(Rows from a pointing dataset)
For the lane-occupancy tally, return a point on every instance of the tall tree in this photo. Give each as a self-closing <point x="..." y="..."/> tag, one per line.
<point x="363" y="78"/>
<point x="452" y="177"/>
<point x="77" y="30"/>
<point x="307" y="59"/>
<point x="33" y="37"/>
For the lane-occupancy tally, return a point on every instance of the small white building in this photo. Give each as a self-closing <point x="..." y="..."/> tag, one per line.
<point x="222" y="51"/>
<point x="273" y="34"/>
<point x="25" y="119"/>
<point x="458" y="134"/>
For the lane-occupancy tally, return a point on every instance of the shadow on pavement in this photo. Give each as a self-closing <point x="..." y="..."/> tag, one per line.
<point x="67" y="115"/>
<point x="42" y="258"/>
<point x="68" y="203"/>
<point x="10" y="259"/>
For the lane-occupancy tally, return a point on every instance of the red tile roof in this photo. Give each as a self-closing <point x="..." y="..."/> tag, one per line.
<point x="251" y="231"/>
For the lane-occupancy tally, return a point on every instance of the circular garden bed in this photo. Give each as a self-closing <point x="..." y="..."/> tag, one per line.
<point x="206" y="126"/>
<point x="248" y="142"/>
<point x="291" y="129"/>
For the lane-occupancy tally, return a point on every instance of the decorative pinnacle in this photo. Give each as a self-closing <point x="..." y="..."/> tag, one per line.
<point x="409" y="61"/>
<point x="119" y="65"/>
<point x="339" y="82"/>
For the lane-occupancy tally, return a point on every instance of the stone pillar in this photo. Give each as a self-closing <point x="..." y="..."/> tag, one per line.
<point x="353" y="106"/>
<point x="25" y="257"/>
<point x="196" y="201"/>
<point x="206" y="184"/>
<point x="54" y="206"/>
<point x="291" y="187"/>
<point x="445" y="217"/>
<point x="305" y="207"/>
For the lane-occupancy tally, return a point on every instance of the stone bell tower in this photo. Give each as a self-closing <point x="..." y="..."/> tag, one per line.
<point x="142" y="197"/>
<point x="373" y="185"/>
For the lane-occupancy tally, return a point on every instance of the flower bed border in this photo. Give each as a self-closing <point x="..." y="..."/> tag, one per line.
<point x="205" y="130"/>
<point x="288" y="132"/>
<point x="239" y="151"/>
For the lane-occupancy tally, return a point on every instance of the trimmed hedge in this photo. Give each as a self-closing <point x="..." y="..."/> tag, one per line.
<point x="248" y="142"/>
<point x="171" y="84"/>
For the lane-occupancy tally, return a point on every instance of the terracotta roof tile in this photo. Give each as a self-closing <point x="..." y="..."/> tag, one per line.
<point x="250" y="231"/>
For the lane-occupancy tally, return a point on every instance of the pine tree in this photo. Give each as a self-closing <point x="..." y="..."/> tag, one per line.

**Objective**
Would you reproduce all the entries exactly?

**Response to the task**
For the lane-occupancy tally, return a point on every instance of the tall tree in this photo. Give each as a self-closing <point x="..." y="..."/> tag, one per line.
<point x="363" y="78"/>
<point x="452" y="177"/>
<point x="77" y="30"/>
<point x="307" y="59"/>
<point x="33" y="37"/>
For the lane-occupancy tally, return a point on every instance of the small white building in this photo. Give each as a self-closing <point x="..." y="..."/> tag, one per line.
<point x="222" y="51"/>
<point x="273" y="34"/>
<point x="25" y="119"/>
<point x="458" y="134"/>
For the lane-occupancy tally, return a point on every instance of the shadow on pavement in this photo. Give each as a self-closing <point x="..." y="..."/> tag, one per line.
<point x="67" y="115"/>
<point x="42" y="258"/>
<point x="68" y="203"/>
<point x="10" y="259"/>
For the lane-occupancy tally, return a point on every instance of the red tile roof in this photo. Give each as a self-closing <point x="..." y="..."/> tag, one per line.
<point x="251" y="231"/>
For the lane-occupancy tally, return a point on every instance of the circular garden bed in this photo. Give each as a self-closing <point x="..." y="..."/> tag, one per line.
<point x="206" y="126"/>
<point x="248" y="142"/>
<point x="291" y="129"/>
For the lane-occupancy tally, return a point on every instance of the decorative pinnacle in this photo. Give each as a self-closing <point x="..." y="..."/> tag, one per line.
<point x="409" y="61"/>
<point x="119" y="65"/>
<point x="339" y="82"/>
For the lane-occupancy tally, return a point on every instance of the stone pillar in this photo. Give each as a self-closing <point x="..." y="..."/> tag, one per line.
<point x="353" y="106"/>
<point x="25" y="257"/>
<point x="196" y="201"/>
<point x="206" y="184"/>
<point x="54" y="206"/>
<point x="291" y="187"/>
<point x="445" y="217"/>
<point x="305" y="207"/>
For the lane-occupancy tally, return a point on every instance of the stone bell tower in this photo. Give each as a self-closing <point x="..." y="..."/> tag, one per line.
<point x="142" y="197"/>
<point x="373" y="185"/>
For the lane-occupancy tally, return a point on every instance of the flower bed border in this photo. Give each as a self-closing <point x="..." y="..."/> tag, one per line.
<point x="205" y="130"/>
<point x="288" y="132"/>
<point x="239" y="151"/>
For the lane-occupancy tally, return a point on every instance of the trimmed hedge in this photo. Give each as a self-closing <point x="..." y="..."/> tag, one per line.
<point x="248" y="142"/>
<point x="171" y="84"/>
For the lane-occupancy tally, return a point on every instance of the terracotta roof tile in this photo. Give each as a self-closing <point x="..." y="..."/> tag, one per line.
<point x="250" y="231"/>
For the lane-occupancy tally, return a point on every instance of the pine tree in this photo. Give each as a self-closing <point x="..." y="..."/> tag, one per line.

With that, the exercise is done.